-- Task --
Among the entries, find each line that includes the string "blue" and list it.
::: Source data
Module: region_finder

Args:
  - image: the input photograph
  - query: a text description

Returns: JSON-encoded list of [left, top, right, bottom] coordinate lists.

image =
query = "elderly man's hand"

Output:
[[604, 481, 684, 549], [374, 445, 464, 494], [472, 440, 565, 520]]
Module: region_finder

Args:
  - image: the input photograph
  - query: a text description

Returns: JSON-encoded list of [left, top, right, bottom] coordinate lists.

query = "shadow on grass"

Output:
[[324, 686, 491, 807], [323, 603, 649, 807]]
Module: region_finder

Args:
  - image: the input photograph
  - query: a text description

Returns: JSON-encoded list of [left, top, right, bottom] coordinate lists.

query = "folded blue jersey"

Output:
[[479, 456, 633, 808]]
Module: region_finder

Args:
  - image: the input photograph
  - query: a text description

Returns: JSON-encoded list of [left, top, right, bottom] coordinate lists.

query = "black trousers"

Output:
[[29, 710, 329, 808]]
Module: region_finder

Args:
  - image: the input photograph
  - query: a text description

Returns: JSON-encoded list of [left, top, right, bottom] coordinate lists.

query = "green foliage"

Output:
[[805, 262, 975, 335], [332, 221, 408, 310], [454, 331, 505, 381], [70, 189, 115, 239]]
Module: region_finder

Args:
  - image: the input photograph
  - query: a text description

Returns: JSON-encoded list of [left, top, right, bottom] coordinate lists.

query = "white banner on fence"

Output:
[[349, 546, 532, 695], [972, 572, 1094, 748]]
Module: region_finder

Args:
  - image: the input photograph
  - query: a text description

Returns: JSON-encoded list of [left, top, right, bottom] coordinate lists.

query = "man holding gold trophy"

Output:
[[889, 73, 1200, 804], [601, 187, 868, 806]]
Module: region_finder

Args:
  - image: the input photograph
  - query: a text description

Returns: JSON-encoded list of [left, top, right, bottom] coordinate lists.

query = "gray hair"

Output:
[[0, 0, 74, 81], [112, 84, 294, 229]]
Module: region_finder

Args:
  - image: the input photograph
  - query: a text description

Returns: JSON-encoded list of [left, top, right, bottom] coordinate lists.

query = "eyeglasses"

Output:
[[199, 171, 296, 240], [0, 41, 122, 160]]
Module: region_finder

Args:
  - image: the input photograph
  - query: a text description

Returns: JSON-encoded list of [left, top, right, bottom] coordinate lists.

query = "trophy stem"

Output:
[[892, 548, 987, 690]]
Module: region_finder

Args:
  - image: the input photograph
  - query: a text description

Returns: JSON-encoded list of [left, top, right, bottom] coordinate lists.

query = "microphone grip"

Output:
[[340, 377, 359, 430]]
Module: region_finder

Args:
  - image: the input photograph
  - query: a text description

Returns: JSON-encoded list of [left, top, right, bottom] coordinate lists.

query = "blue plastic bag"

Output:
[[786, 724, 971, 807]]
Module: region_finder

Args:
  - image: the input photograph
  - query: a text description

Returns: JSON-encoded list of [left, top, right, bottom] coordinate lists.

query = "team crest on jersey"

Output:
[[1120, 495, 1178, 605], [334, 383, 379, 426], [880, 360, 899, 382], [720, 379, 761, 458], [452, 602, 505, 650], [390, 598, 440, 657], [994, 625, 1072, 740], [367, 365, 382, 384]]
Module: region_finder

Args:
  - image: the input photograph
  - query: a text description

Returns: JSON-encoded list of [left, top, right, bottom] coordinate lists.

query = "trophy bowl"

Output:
::::::
-- Written answer --
query = "folded blue jersey"
query = "blue plastic bag"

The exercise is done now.